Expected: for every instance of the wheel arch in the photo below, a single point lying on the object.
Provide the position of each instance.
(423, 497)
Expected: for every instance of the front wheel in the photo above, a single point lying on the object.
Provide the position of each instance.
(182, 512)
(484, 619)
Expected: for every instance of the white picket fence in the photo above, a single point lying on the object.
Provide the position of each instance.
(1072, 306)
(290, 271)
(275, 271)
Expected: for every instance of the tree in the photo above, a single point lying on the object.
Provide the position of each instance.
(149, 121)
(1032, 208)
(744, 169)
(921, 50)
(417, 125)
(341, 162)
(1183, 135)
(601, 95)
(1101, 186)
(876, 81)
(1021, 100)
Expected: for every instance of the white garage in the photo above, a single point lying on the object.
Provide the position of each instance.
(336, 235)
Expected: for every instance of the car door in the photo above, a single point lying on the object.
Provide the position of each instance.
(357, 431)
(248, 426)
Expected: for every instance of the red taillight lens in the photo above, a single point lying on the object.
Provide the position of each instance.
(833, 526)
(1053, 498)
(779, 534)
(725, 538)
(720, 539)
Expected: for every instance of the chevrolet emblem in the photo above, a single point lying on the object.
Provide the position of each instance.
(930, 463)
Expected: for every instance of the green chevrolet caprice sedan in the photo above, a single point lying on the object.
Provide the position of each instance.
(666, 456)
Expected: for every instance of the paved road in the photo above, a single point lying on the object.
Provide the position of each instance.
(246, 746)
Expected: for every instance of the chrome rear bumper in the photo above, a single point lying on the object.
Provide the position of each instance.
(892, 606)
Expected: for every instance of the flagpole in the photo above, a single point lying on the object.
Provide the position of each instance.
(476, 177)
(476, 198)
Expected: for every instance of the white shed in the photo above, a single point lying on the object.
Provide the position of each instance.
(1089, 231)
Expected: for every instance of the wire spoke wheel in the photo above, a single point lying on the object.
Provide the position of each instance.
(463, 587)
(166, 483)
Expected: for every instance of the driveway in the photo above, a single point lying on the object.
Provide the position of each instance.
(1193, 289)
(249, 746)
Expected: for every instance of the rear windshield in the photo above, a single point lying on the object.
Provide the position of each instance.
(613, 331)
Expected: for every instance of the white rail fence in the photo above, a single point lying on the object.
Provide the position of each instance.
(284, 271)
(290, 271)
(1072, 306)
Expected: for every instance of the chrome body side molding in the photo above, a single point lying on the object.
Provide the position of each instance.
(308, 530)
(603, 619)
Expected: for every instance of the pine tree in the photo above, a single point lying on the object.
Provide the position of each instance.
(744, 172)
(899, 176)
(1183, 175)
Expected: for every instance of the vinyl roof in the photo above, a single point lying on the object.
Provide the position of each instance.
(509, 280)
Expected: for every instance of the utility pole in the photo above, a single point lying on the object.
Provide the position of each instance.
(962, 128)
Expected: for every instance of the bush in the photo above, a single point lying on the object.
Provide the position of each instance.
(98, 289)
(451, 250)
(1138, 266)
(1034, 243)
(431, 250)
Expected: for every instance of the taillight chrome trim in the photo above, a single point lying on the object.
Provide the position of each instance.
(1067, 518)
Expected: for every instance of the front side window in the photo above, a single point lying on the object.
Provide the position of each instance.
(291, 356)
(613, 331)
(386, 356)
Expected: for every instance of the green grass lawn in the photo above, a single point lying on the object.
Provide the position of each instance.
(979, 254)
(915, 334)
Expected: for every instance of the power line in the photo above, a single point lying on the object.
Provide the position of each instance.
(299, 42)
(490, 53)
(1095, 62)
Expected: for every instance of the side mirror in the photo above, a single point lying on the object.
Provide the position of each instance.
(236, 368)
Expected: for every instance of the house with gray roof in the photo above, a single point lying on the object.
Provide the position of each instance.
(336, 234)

◆ ◆ ◆ ◆ ◆ ◆ ◆

* _TASK_:
Repeat every entry word for word.

* _PROBLEM SOLUTION_:
Expected: for every instance of the wheel arch in the photo below, a single point lying on the object.
Provide the position of each instance.
(423, 497)
Expected: for every instance of the front wheel in the photo above, a single point lying on the object.
Provide the position of each instance.
(182, 512)
(484, 619)
Expected: for every instance of the white picket fence in the photo above, a single point lying on the object.
Provide the position of each instance.
(1072, 306)
(290, 271)
(275, 271)
Expected: for every instance of the tree in the photo above, a single point lying on the object.
Provide the position of each instance.
(149, 121)
(1032, 208)
(744, 169)
(921, 50)
(417, 125)
(341, 162)
(1183, 135)
(601, 95)
(1101, 186)
(876, 81)
(1021, 100)
Expected: for every instance of the white garage in the photo above, a single point lying on the object.
Provide the position of each instance.
(336, 235)
Expected: for every instance of the car door in the photo above, a single point lying on the object.
Provide the position of each instance.
(357, 431)
(248, 426)
Expected: for every instance of the red taillight lens in the photo above, a single point lying on the object.
Provide the position of each instance.
(833, 526)
(1053, 498)
(779, 534)
(725, 538)
(720, 539)
Expected: for every instance of the chevrolet emblem in the photo above, a single point lying on the object.
Provide the position of each instance.
(930, 463)
Expected: for every instance of the green chevrolet caprice sedan in the photo above, a single point lying on the object.
Provide the position of each instance.
(666, 456)
Expected: for every instance of the paved road in the photo above, a single point lying on the object.
Provide the position of each instance.
(246, 746)
Expected: for every instance of the chrome rear bumper in the photo above, a single point lying on the object.
Provide the position of each instance.
(892, 606)
Expected: for every instance of the flagpole in the photo above, a single point lying on the object.
Provide the position of each instance.
(476, 177)
(476, 198)
Expected: for every instance of the white shed in the photo above, a single point lying on the object.
Provide the position of each instance.
(1089, 231)
Expected: for every instance of the wire spoke wheel in the photo above, a single point lying on the object.
Provide the position of each instance.
(463, 587)
(166, 483)
Expected: for every instance of the driveway in the photo above, a single point lying on the object.
Provide the position of each instance.
(1193, 289)
(249, 746)
Expected: for every instance of the rear windshield in the photo above, a single point lying on the object.
Provide the position of each instance.
(613, 331)
Expected: for every instance of the white rail fence in the photo above, a single point lying on the object.
Provide the position of each instance.
(284, 271)
(290, 271)
(1072, 306)
Expected: for every instance of the chrome body side molding in the photo above, a single point lying on the object.
Provide the position of each instance.
(308, 530)
(603, 619)
Expected: for every instance of the pine tree in the photo above, a single point lying on the object.
Provide the position of each instance.
(744, 172)
(899, 176)
(1183, 175)
Expected: for every instance of the vinyl roof in the photo above, a single point lying on the object.
Provide the position of each instance.
(509, 280)
Expected: for every instance of the utility pole in the photo above, a single point lying on the object.
Provide the position of each instance.
(962, 128)
Expected: for every instance of the bush in the photo above, a single point lying on the object.
Provide the position of each instance.
(98, 289)
(451, 250)
(1138, 266)
(1034, 243)
(431, 250)
Expected: for every instance of the taillight chrome trim in the photo above, a single point lying on the object.
Provide the position of each instance.
(1067, 518)
Expected: for every instance of the front side window in the photo above, a single point lying on the object.
Provide the position of each instance.
(291, 356)
(613, 331)
(386, 356)
Expected: for every instance of the green grass lawn in the photo above, a single point lying on the object.
Provide the position of each instance.
(979, 254)
(915, 334)
Expected: for every instance of the power line in the photo above, a single point lying on the object.
Provide the position of each instance.
(299, 42)
(490, 53)
(1095, 62)
Expected: for every instance of the side mirror in the photo above, a single point lying on the object.
Provide the position of each instance.
(236, 368)
Expected: for every instance of the house with gray roof in the photo above, a single point lying on the object.
Provide the position of each instance.
(336, 234)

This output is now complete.